## STATED GOAL:
List every line in the data below that contains the string "front". Case matters.

## DATA:
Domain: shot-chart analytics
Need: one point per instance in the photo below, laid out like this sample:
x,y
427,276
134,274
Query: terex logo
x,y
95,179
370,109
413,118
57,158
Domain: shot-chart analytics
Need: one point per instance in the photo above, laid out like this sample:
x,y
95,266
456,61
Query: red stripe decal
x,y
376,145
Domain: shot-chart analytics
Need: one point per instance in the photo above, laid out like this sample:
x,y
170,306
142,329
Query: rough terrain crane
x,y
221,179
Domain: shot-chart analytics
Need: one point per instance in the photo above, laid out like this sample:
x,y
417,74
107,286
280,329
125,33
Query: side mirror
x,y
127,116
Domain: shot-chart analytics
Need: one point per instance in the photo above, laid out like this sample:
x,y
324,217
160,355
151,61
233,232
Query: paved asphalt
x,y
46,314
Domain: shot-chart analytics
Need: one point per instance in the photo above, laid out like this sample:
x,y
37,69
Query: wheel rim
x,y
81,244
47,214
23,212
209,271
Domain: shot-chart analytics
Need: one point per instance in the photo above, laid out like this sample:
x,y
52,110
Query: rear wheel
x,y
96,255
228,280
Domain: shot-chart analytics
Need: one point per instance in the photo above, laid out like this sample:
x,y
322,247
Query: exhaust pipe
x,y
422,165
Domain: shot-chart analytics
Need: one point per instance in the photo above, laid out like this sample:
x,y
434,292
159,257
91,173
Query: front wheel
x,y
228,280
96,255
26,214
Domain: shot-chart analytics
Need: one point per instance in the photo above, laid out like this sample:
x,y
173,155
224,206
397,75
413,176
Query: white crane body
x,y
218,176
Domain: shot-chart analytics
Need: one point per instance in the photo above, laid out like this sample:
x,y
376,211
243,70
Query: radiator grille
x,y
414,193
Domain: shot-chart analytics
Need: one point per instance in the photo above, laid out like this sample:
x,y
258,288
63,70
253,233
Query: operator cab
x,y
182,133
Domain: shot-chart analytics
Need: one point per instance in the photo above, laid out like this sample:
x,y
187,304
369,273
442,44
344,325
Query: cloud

--

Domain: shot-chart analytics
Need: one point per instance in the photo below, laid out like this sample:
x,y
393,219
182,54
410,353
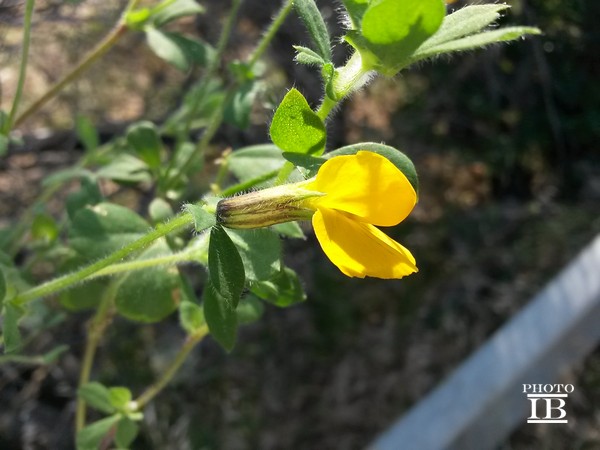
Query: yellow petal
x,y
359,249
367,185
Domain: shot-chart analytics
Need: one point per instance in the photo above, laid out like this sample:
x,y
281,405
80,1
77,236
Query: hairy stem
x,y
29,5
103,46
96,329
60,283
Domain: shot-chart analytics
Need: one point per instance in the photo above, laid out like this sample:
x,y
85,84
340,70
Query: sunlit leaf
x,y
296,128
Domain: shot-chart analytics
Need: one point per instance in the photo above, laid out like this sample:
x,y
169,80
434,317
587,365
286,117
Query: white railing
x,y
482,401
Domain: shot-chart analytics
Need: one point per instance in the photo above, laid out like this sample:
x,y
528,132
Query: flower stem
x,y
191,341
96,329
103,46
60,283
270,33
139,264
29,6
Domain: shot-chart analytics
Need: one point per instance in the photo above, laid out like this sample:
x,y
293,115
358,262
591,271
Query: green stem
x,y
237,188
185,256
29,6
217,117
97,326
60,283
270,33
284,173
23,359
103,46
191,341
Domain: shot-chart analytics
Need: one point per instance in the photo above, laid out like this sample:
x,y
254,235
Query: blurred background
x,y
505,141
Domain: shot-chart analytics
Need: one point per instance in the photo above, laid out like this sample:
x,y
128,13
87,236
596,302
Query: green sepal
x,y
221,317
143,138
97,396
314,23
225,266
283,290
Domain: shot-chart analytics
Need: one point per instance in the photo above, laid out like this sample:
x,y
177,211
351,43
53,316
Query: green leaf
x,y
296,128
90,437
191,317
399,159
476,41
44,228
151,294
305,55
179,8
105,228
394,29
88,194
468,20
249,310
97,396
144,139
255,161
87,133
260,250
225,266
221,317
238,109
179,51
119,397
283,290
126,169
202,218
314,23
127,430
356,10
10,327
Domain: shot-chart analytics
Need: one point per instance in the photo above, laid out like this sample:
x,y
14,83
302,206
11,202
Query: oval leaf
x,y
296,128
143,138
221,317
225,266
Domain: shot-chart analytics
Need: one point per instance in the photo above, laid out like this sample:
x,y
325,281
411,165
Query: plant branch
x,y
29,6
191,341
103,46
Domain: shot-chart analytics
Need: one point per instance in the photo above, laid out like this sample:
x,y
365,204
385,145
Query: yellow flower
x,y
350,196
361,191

...

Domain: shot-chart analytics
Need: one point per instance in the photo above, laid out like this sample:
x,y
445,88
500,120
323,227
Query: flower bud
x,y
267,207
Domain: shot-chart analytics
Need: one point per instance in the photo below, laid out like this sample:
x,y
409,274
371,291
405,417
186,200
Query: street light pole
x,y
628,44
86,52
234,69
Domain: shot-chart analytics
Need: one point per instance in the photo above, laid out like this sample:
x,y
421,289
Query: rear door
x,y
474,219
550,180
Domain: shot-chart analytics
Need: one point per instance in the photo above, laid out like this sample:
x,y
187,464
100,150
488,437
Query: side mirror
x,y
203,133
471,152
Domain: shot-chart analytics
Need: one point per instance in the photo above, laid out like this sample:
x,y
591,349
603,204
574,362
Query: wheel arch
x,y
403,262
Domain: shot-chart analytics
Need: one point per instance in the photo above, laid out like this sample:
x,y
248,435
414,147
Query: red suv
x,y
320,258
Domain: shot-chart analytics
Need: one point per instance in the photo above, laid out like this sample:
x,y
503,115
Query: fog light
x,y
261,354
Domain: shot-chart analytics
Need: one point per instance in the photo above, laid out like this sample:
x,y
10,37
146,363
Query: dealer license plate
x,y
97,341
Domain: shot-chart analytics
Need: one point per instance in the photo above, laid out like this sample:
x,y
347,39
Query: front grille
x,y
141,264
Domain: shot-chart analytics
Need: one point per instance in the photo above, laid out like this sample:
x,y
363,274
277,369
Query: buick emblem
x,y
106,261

## COMPLETE OUTPUT:
Query: front wheel
Query: front grille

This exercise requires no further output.